• Instructions to follow: Pull out every line below containing the word "Annotation".

• Input material:
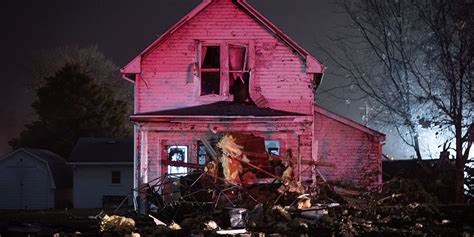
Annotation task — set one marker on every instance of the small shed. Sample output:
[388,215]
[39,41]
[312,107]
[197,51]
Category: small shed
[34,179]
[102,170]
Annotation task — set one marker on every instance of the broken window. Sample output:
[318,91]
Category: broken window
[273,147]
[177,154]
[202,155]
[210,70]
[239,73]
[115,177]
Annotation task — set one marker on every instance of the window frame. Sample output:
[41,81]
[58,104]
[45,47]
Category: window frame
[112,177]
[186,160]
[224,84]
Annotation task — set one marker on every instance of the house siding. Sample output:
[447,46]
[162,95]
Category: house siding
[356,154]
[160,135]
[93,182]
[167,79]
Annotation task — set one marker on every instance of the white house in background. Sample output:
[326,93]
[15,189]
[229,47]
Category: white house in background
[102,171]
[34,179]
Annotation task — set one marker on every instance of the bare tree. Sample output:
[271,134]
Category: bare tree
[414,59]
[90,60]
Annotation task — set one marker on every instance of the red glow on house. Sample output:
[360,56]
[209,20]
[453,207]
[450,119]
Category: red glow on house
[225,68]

--

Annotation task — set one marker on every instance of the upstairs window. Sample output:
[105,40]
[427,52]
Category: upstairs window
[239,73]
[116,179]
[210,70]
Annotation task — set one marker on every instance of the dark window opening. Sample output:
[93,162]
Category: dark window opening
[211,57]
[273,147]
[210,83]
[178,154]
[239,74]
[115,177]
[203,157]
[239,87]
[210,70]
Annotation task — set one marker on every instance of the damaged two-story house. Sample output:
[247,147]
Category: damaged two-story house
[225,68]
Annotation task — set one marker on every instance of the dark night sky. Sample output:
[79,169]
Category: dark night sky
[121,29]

• Task output:
Annotation task — set one marker on every instance of the small shed. Sample output:
Annotation task — set one marker on every instance of the broken window. Sample output:
Annotation task — set one marker on every instance of the window frame. Sample output:
Annotation task — set one marker on every instance of the house siding. Sample output:
Annotation task — set one marker on every instance of the white house in background. Sample output:
Annotation task — set one marker on every instance of the bare tree. Sample output:
Annotation task — set one marker on every instance of the red glow on house. Sample output:
Annotation task — set one marker on every instance of the upstairs window. Sample output:
Annotation task — set one marker on every instance of the dark window opening. Sample output:
Annotation task — set one marker on every instance of the damaged two-story house. Sample output:
Annotation task — set one marker on every instance of the dark night sky. Sample output:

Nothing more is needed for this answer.